**Objective**
Count how many lines of the data below contain the word "metal", and reply with only that number.

**Records provided**
╔══

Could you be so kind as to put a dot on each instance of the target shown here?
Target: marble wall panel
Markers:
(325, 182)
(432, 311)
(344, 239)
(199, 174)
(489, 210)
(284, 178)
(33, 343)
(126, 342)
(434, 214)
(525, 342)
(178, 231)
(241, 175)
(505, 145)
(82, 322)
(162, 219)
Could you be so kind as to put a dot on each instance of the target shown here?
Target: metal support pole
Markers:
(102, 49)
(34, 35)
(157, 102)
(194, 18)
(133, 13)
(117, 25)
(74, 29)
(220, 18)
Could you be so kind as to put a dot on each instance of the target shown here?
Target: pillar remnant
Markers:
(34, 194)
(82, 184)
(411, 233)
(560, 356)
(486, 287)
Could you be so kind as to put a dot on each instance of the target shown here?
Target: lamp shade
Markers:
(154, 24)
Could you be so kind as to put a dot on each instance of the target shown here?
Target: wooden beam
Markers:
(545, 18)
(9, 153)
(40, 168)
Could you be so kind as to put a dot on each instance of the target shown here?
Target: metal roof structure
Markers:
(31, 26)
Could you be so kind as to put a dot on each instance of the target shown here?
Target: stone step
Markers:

╚══
╔══

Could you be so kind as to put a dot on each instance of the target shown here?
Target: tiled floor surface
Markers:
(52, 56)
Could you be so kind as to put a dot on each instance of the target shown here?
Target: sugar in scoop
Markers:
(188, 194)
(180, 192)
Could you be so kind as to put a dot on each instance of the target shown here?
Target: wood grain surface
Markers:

╚══

**Answer to the problem**
2